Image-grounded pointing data

---+---

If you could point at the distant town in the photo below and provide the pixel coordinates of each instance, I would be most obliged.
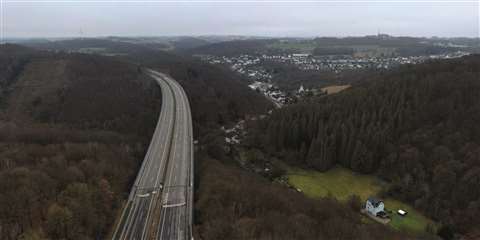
(252, 67)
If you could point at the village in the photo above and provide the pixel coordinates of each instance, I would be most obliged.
(252, 67)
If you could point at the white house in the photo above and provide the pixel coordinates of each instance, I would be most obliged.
(374, 206)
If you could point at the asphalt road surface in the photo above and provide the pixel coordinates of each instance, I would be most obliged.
(161, 201)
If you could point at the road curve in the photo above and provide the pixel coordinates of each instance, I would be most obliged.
(160, 204)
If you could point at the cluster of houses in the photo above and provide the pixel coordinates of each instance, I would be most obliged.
(251, 65)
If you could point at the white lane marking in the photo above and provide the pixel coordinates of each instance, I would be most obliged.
(170, 128)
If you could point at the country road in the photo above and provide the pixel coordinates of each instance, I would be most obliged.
(161, 201)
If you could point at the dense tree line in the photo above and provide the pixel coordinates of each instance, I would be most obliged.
(416, 127)
(320, 51)
(235, 204)
(74, 129)
(71, 144)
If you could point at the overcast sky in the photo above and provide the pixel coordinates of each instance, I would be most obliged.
(68, 18)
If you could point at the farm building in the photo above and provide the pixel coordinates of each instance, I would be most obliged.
(375, 207)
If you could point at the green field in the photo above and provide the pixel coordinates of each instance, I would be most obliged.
(341, 183)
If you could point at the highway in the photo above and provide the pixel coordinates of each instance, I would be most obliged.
(160, 204)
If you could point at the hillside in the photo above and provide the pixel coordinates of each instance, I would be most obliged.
(73, 130)
(415, 127)
(217, 95)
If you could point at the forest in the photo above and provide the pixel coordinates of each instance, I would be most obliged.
(415, 127)
(74, 130)
(233, 203)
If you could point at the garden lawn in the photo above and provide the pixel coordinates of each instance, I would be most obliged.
(340, 183)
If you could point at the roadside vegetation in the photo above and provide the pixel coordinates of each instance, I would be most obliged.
(414, 127)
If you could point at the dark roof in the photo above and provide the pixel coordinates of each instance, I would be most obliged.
(374, 201)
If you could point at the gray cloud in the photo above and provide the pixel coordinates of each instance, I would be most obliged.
(60, 19)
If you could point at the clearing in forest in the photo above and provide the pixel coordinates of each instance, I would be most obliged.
(340, 183)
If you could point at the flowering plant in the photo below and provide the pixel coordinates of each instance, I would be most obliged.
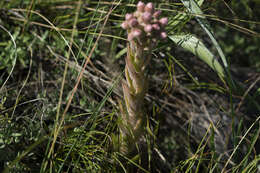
(144, 28)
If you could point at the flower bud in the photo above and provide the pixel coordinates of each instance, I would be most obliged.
(128, 16)
(133, 22)
(136, 32)
(163, 35)
(147, 17)
(140, 6)
(130, 36)
(149, 7)
(156, 27)
(157, 14)
(163, 21)
(148, 28)
(125, 25)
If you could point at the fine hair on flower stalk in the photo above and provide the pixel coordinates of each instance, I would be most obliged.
(144, 29)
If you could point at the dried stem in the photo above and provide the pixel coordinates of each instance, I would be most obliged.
(144, 29)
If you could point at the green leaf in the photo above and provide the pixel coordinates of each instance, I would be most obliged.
(194, 9)
(194, 45)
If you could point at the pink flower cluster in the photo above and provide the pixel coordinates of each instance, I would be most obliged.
(145, 22)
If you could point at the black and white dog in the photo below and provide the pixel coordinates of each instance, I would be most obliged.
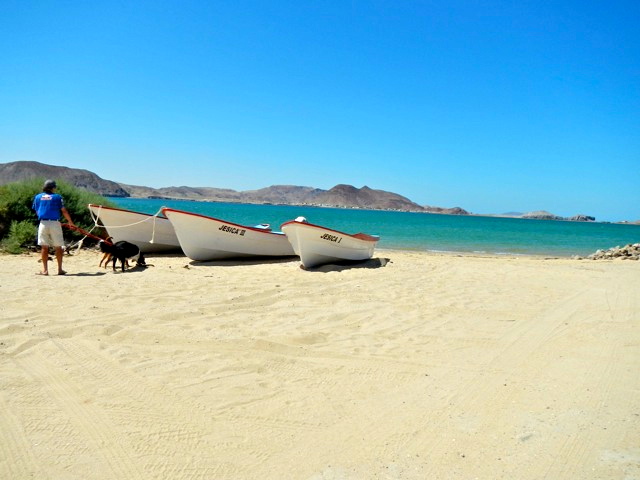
(123, 251)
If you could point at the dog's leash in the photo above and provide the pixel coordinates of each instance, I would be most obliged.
(85, 233)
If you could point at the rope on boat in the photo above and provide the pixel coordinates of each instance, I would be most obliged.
(150, 217)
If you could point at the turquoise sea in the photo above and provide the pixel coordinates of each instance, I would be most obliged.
(422, 231)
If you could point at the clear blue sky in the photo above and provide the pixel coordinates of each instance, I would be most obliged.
(491, 106)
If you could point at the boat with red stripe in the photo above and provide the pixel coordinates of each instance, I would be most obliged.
(317, 245)
(205, 238)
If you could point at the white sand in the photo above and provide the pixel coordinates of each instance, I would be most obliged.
(433, 366)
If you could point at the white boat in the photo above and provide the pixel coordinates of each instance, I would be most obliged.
(318, 245)
(151, 233)
(206, 238)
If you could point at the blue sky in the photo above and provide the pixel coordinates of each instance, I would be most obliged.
(491, 106)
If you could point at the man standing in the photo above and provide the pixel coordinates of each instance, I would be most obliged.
(48, 206)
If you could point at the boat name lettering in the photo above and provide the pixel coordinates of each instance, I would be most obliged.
(234, 230)
(331, 238)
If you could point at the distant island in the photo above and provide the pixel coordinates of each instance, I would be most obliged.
(340, 196)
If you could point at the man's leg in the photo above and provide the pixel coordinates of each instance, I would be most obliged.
(59, 255)
(45, 260)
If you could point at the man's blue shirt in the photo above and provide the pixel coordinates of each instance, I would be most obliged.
(48, 205)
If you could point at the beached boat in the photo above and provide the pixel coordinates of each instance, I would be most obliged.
(206, 238)
(318, 245)
(151, 233)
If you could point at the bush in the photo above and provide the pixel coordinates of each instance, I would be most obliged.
(21, 235)
(16, 200)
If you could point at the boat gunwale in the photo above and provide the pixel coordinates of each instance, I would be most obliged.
(104, 207)
(358, 236)
(206, 217)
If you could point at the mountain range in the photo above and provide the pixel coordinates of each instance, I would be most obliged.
(342, 196)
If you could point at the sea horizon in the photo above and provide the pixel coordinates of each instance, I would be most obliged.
(419, 231)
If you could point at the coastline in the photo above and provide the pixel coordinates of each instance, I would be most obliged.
(433, 365)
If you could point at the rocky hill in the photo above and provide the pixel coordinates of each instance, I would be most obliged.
(17, 171)
(344, 196)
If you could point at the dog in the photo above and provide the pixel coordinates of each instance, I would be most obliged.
(106, 257)
(122, 251)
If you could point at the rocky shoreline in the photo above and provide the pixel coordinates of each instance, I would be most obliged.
(628, 252)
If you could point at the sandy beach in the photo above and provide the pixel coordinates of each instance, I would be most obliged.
(426, 367)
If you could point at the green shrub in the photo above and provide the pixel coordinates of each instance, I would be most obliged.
(21, 235)
(16, 200)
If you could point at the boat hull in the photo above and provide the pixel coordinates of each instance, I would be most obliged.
(206, 238)
(151, 233)
(316, 245)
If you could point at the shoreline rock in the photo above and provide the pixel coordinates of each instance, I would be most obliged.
(628, 252)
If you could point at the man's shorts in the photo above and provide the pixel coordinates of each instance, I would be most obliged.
(50, 233)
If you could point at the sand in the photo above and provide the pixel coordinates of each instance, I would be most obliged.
(431, 366)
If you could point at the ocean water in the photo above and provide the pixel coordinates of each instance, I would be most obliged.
(422, 231)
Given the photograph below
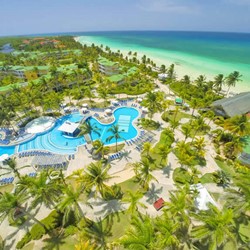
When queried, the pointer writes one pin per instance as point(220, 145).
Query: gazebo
point(69, 128)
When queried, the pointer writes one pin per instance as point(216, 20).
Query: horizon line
point(104, 31)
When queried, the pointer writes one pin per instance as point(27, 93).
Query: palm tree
point(88, 128)
point(186, 130)
point(238, 125)
point(218, 81)
point(153, 101)
point(143, 170)
point(217, 229)
point(11, 165)
point(98, 232)
point(163, 151)
point(199, 144)
point(96, 175)
point(133, 199)
point(41, 189)
point(186, 79)
point(167, 234)
point(200, 81)
point(99, 147)
point(171, 72)
point(232, 79)
point(10, 203)
point(69, 204)
point(114, 130)
point(146, 148)
point(140, 235)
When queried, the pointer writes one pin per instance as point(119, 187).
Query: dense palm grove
point(181, 225)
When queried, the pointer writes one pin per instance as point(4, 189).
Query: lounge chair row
point(71, 157)
point(6, 181)
point(115, 156)
point(5, 141)
point(54, 166)
point(33, 174)
point(33, 153)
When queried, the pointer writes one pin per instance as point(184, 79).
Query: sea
point(192, 53)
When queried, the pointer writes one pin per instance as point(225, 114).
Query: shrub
point(52, 221)
point(26, 239)
point(70, 230)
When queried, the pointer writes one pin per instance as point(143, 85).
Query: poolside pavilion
point(69, 128)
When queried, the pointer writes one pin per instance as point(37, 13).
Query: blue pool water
point(54, 140)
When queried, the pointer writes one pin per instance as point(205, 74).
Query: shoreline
point(183, 63)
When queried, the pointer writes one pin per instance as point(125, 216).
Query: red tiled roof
point(159, 204)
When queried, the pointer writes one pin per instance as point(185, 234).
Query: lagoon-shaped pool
point(54, 140)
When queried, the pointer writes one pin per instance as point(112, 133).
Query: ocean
point(193, 53)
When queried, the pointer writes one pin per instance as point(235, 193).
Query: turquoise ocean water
point(193, 53)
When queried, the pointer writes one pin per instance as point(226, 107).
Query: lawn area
point(181, 175)
point(130, 185)
point(227, 169)
point(29, 246)
point(61, 243)
point(6, 188)
point(121, 222)
point(169, 115)
point(207, 178)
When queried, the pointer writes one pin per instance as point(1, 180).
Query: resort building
point(232, 106)
point(162, 76)
point(107, 67)
point(25, 73)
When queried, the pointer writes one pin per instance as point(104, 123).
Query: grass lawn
point(6, 188)
point(171, 114)
point(207, 178)
point(120, 223)
point(227, 169)
point(181, 175)
point(29, 246)
point(61, 243)
point(130, 185)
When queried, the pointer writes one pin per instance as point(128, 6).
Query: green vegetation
point(72, 76)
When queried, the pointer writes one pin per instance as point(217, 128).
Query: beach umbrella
point(84, 110)
point(115, 102)
point(4, 157)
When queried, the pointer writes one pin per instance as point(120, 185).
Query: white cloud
point(238, 2)
point(167, 6)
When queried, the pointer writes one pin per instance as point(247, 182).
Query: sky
point(20, 17)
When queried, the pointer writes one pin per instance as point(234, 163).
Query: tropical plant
point(12, 204)
point(96, 175)
point(99, 147)
point(133, 199)
point(217, 227)
point(142, 171)
point(69, 204)
point(116, 134)
point(42, 189)
point(140, 235)
point(88, 128)
point(232, 79)
point(11, 165)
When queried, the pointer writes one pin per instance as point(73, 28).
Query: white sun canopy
point(40, 124)
point(203, 198)
point(68, 127)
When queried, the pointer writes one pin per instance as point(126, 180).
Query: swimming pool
point(54, 140)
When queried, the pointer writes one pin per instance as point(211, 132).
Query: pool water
point(54, 140)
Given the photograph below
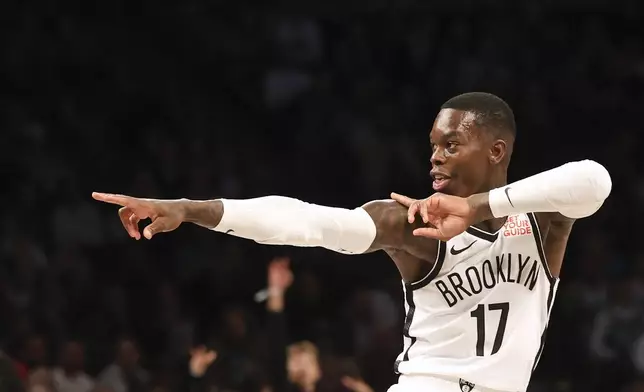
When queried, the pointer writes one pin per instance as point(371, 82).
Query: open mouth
point(440, 181)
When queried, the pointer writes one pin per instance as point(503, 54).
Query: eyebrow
point(447, 135)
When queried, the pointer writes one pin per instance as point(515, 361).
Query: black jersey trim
point(482, 234)
point(411, 309)
point(539, 241)
point(549, 303)
point(436, 268)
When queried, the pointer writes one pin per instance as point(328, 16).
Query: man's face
point(460, 160)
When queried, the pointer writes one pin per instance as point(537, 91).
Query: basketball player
point(479, 270)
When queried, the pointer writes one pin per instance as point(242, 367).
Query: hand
point(200, 360)
point(355, 384)
point(166, 215)
point(448, 215)
point(280, 276)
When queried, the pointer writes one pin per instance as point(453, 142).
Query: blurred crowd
point(208, 99)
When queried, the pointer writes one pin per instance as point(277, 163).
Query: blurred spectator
point(71, 376)
point(125, 374)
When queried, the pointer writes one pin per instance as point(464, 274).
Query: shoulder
point(555, 223)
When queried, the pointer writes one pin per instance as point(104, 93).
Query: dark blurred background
point(327, 102)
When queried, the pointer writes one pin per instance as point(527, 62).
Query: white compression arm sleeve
point(576, 190)
point(277, 220)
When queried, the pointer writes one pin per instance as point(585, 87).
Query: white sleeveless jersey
point(481, 314)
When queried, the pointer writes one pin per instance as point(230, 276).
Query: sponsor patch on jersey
point(516, 226)
point(466, 386)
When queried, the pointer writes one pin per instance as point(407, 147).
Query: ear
point(498, 151)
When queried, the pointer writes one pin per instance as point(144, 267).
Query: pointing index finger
point(121, 200)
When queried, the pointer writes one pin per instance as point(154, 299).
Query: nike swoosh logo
point(459, 251)
point(506, 190)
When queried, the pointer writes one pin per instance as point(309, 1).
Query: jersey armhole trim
point(482, 234)
point(542, 254)
point(436, 268)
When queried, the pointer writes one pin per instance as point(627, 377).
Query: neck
point(496, 181)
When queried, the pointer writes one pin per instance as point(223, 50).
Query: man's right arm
point(278, 220)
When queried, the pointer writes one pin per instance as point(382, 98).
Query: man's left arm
point(571, 191)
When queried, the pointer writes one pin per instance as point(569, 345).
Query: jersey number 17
point(479, 314)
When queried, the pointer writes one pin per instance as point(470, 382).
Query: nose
point(438, 157)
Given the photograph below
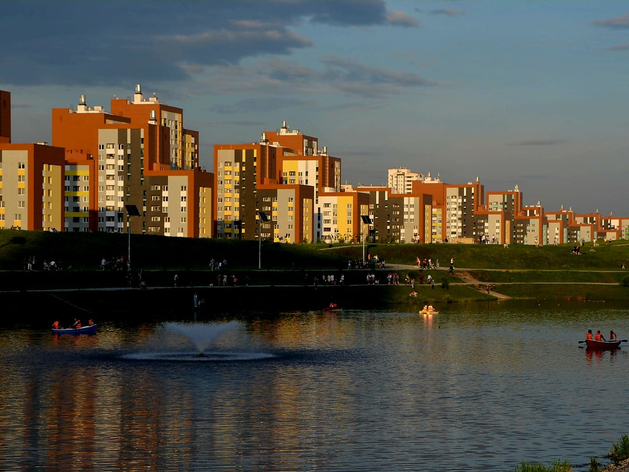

---+---

Task requirements
With pictures excluded, reproduce exactly the lines above from the one containing "as point(211, 132)." down to the one containing "as point(503, 54).", those two included.

Solved problem
When queried, the pointer writes one pin per instance as point(211, 132).
Query: pool water
point(54, 140)
Given the photograph below
When queried, the pointer writes one pin per instance as point(371, 82).
Query: open mouth
point(440, 181)
When queried, the pointer writes one pin per instance as point(503, 54).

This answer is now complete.